- Material for the task -
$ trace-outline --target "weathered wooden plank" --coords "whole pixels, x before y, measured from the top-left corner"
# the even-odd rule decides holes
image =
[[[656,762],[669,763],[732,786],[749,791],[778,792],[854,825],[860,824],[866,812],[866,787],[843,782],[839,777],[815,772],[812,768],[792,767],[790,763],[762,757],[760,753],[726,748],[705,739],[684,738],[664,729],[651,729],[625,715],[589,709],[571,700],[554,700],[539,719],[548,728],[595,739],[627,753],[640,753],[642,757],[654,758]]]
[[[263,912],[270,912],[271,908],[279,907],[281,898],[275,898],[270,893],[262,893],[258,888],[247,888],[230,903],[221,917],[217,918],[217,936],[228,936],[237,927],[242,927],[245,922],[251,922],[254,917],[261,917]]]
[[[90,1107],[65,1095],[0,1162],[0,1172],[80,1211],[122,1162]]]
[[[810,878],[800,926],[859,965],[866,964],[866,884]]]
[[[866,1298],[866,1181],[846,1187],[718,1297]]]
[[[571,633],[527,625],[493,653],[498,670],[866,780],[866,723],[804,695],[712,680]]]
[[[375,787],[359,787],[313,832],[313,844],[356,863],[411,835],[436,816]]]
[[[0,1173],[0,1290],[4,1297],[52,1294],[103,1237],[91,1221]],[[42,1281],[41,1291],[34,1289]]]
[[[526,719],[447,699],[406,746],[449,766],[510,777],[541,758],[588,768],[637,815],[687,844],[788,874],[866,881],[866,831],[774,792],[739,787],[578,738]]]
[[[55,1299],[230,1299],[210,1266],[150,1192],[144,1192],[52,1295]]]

- Exercise aim -
All of the data above should be reproduced exactly, with nothing missing.

- Worked solution -
$ trace-outline --target "weathered wooden plank" --coords "whole pixels, x before y, measured from the top-left corner"
# the even-odd rule decides holes
image =
[[[656,762],[669,763],[732,786],[749,791],[778,792],[854,825],[860,824],[866,812],[866,787],[843,782],[839,777],[815,772],[812,768],[792,767],[790,763],[762,757],[760,753],[726,748],[705,739],[684,738],[664,729],[651,729],[625,715],[589,709],[571,700],[554,700],[539,719],[548,728],[595,739],[627,753],[640,753],[642,757],[654,758]]]
[[[263,912],[270,912],[271,908],[279,907],[281,898],[275,898],[270,893],[262,893],[258,888],[247,888],[230,903],[221,917],[217,918],[217,936],[228,936],[237,927],[242,927],[245,922],[251,922],[254,917],[261,917]]]
[[[90,1107],[65,1095],[0,1162],[0,1172],[80,1211],[122,1162]]]
[[[810,878],[800,926],[859,965],[866,964],[866,884]]]
[[[866,1298],[866,1181],[846,1187],[718,1297]]]
[[[571,633],[527,625],[493,653],[498,670],[866,780],[866,723],[804,695],[712,680]]]
[[[375,787],[359,787],[313,832],[313,844],[356,863],[411,835],[436,816]]]
[[[0,1173],[0,1290],[4,1297],[52,1294],[103,1237],[91,1221]],[[42,1281],[41,1291],[34,1289]]]
[[[526,719],[447,699],[406,746],[449,766],[510,777],[541,758],[588,768],[637,815],[687,844],[788,874],[866,881],[866,831],[774,792],[739,787],[578,738]]]
[[[55,1299],[230,1299],[210,1266],[150,1192],[144,1192],[52,1295]]]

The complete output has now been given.